_Required work_
(1) According to the batch-effects abstract, under what condition can existing methods correct for batch effects?
(2) Extend the batch-effects abstract past its last sentence.

_Text_
* * * * *

Empirical Bayes accomodation of batch-effects in microarray data using identical replicate reference samples: application to RNA expression profiling of blood from Duchenne muscular dystrophy patients
1 Department of Neurology and MIND Institute, University of California at Davis, Sacramento, California, USA
2 Genome Center and Department of Statistics, University of California, Davis, CA, USA
3 Department of Pediatric Neurology, Cincinnati Children's Hospital and Medical Center, University of Cincinnati, Cincinnati, OH, USA
4 Department of Epidemiology and Biostatistics, School of Medicine, University of California, San Francisco, CA, USA
BMC Genomics 2008, 9:494 doi:10.1186/1471-2164-9-494Published: 20 October 2008
Non-biological experimental error routinely occurs in microarray data collected in different batches. It is often impossible to compare groups of samples from independent experiments because batch effects confound true gene expression differences. Existing methods can correct for batch effects only when samples from all biological groups are represented in every batch.

* * * * *

Source records:

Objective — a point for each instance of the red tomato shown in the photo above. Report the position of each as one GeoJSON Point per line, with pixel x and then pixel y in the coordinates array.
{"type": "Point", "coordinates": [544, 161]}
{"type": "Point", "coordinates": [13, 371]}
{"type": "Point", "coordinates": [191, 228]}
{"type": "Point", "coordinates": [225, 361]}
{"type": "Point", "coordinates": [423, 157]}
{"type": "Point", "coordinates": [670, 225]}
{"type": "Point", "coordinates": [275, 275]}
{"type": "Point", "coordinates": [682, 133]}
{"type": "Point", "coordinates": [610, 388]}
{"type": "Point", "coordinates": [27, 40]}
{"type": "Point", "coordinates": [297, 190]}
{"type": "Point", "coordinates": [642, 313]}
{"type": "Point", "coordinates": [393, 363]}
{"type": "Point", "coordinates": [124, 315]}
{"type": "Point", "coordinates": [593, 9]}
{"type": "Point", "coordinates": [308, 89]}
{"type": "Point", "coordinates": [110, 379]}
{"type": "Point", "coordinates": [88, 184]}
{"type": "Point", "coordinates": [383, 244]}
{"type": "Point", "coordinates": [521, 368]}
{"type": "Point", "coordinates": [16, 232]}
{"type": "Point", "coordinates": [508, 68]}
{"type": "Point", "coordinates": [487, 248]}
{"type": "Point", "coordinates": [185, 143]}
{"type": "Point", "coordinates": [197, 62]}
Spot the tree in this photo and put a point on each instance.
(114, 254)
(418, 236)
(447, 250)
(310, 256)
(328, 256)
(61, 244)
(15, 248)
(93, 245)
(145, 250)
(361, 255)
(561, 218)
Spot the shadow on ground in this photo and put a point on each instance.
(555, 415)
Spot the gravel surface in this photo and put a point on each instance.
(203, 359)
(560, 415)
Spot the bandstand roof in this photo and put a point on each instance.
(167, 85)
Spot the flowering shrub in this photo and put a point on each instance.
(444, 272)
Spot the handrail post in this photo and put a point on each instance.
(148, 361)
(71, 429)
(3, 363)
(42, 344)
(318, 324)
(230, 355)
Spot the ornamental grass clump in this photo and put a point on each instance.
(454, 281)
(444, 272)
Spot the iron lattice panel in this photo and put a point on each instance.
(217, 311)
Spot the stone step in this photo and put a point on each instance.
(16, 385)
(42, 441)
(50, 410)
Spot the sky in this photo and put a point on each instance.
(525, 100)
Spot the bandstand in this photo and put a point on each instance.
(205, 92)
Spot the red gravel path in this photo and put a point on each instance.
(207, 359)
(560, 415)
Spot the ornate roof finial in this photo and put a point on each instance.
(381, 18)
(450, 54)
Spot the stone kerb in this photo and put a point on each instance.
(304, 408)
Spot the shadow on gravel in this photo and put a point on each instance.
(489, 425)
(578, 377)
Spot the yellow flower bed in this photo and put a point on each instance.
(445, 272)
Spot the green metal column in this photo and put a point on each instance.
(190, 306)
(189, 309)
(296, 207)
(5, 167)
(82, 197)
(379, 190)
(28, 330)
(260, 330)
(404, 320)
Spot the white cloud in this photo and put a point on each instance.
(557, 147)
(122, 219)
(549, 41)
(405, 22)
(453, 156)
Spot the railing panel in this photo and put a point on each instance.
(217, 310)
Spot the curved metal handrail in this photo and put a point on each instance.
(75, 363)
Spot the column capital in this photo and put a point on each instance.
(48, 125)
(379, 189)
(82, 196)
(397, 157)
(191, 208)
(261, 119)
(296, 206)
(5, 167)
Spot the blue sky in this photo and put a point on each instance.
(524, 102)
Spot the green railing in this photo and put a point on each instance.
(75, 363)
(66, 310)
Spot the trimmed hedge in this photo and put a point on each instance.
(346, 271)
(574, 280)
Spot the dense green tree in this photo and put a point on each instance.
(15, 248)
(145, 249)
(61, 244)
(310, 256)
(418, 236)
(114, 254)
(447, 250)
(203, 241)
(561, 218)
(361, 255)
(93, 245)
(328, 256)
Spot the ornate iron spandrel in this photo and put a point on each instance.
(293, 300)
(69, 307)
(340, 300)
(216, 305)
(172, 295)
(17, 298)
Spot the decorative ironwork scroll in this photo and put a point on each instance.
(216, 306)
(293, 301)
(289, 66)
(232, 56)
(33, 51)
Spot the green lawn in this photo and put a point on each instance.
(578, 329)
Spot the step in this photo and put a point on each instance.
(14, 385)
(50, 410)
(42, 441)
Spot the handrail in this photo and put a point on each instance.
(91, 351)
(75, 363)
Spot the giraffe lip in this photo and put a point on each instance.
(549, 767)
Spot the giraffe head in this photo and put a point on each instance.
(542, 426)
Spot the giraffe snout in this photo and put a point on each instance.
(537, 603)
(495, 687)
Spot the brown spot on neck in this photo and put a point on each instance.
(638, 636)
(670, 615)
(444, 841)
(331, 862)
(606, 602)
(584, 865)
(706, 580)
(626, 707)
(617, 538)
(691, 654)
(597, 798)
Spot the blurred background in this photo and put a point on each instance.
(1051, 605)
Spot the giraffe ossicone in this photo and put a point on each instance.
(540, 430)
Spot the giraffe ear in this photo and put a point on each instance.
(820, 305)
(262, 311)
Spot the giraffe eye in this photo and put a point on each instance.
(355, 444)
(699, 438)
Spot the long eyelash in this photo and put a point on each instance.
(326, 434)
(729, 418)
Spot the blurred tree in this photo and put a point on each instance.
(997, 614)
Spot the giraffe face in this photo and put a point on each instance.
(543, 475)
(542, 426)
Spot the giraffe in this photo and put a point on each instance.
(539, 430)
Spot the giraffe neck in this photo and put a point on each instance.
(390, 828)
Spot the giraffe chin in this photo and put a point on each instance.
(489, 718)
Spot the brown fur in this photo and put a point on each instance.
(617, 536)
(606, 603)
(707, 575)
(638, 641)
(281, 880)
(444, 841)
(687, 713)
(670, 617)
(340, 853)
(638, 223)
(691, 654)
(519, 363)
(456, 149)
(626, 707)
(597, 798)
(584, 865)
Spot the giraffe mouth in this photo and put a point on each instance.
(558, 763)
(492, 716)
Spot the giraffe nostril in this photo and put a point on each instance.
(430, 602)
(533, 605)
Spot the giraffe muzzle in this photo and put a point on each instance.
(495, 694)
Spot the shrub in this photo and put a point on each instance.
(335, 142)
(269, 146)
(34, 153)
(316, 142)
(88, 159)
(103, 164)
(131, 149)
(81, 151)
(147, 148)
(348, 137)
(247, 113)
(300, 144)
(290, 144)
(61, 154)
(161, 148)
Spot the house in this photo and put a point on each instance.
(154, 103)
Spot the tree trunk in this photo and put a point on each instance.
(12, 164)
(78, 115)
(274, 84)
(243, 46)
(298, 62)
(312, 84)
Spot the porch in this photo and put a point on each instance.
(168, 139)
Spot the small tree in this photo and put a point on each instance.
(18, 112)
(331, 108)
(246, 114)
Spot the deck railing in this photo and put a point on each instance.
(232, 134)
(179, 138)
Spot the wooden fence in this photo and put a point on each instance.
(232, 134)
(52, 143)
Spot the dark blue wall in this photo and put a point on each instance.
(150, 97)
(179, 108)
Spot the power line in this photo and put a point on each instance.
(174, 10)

* * * * *

_Activity answers_
(1) Only when samples from all biological groups are represented in every batch.

(2)
In this report we describe a generalized empirical Bayes approach to correct for cross-experimental batch effects, allowing direct comparisons of gene expression between biological groups from independent experiments. The proposed experimental design uses identical reference samples in each batch in every experiment. These reference samples are from the same tissue as the experimental samples. This design with tissue matched reference samples allows a gene-by-gene correction to be performed using fewer arrays than currently available methods. We examine the effects of non-biological variation within a single experiment and between experiments.
Batch correction has a significant impact on which genes are identified as differentially regulated. Using this method, gene expression in the blood of patients with Duchenne Muscular Dystrophy is shown to differ for hundreds of genes when compared to controls. The numbers of specific genes differ depending upon whether between experiment and/or between batch corrections are performed.